1. DocumentDB overview
This section is about DocumentDB. So DocumentDB provides MongoDB engine or the MongoDB database in the AWS cloud. It’s a fully managed nonrelational document database for MongoDB workloads. So when we talk about Document database, it means that you can store JSON documents in your database tables. Or in other words, these are the nested key value pairs that you can store in your database tables. The tables are called as collections in MongoDB or in Document DB, and Document DB is compatible with majority of MongoDB applications, drivers and tools. It’s a high performance database and supports scalability as well as high availability.
It also has support for flexible indexing, powerful ad hoc queries, as well as analytics capabilities, storage and compute nodes. In Document DB can scale independently, and it also supports multiaz read replicas. And you can have about 15 such read replicas, just like you have with Amazon Aurora. And you can scale your storage in ten GB increments from ten gigs to about 64 TB. And the storage layer is fault tolerant and self healing. Apart from this, Document DB offers automatic, continuous and incremental backups along with pitr or pointing recovery. That was a quick overview of Document DB, and we’re going to dive deeper into it in this section. So let’s continue.

- Short task -
Copy the DocumentDB overview above word for word, from its heading to its final sentence.

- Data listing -
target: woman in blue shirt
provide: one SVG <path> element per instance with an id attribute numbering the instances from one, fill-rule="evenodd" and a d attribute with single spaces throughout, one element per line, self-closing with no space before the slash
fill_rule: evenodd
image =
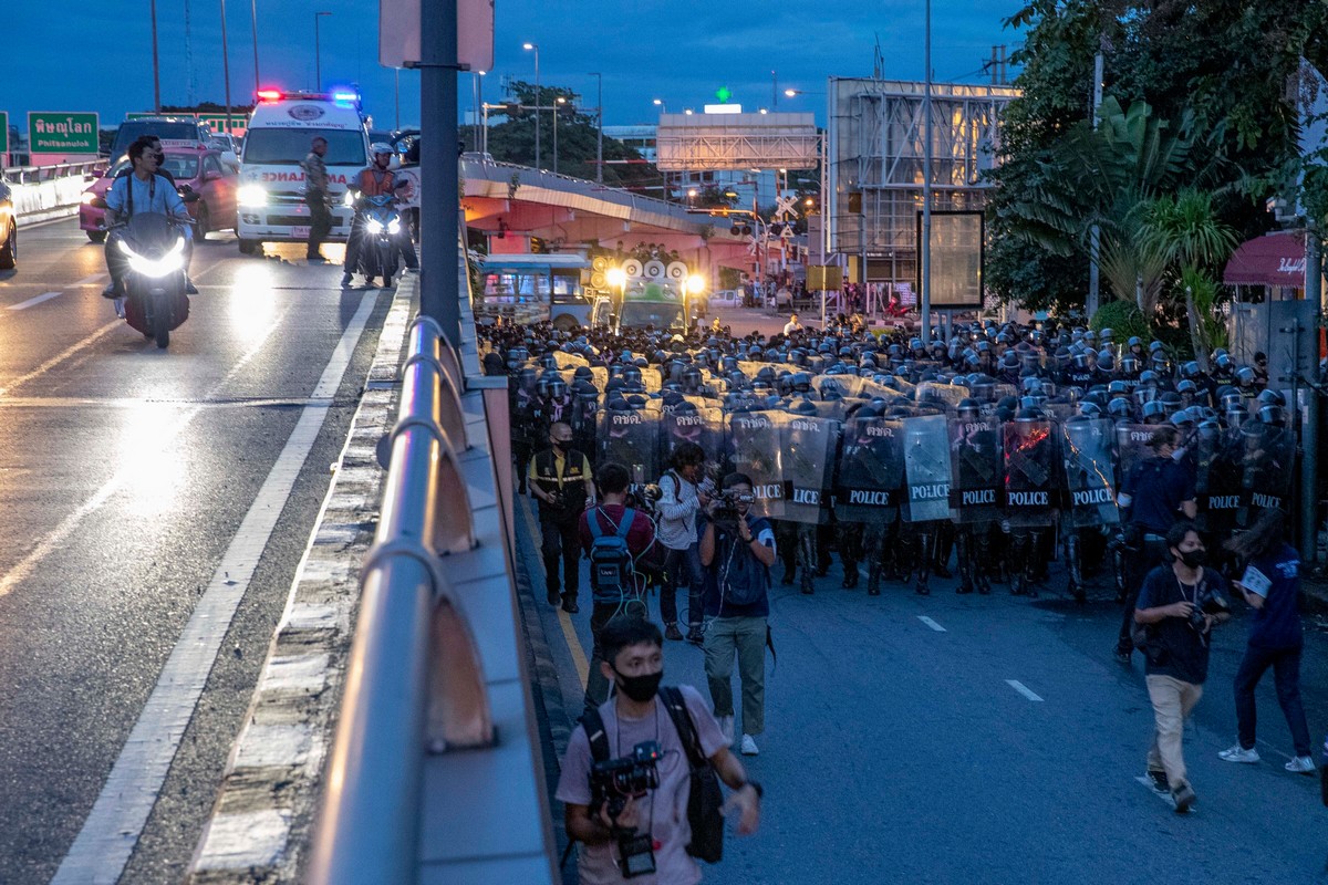
<path id="1" fill-rule="evenodd" d="M 1309 727 L 1300 702 L 1300 651 L 1304 630 L 1300 624 L 1300 555 L 1286 540 L 1286 513 L 1270 508 L 1259 515 L 1248 531 L 1232 537 L 1226 547 L 1246 564 L 1236 586 L 1254 609 L 1244 659 L 1236 673 L 1236 728 L 1239 742 L 1219 755 L 1227 762 L 1259 762 L 1255 750 L 1254 690 L 1263 674 L 1272 667 L 1278 686 L 1278 703 L 1296 756 L 1287 771 L 1309 775 L 1315 760 L 1309 755 Z"/>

- Task solution -
1. DocumentDB overview
This section is about DocumentDB. So DocumentDB provides MongoDB engine or the MongoDB database in the AWS cloud. It’s a fully managed nonrelational document database for MongoDB workloads. So when we talk about Document database, it means that you can store JSON documents in your database tables. Or in other words, these are the nested key value pairs that you can store in your database tables. The tables are called as collections in MongoDB or in Document DB, and Document DB is compatible with majority of MongoDB applications, drivers and tools. It’s a high performance database and supports scalability as well as high availability.
It also has support for flexible indexing, powerful ad hoc queries, as well as analytics capabilities, storage and compute nodes. In Document DB can scale independently, and it also supports multiaz read replicas. And you can have about 15 such read replicas, just like you have with Amazon Aurora. And you can scale your storage in ten GB increments from ten gigs to about 64 TB. And the storage layer is fault tolerant and self healing. Apart from this, Document DB offers automatic, continuous and incremental backups along with pitr or pointing recovery. That was a quick overview of Document DB, and we’re going to dive deeper into it in this section. So let’s continue.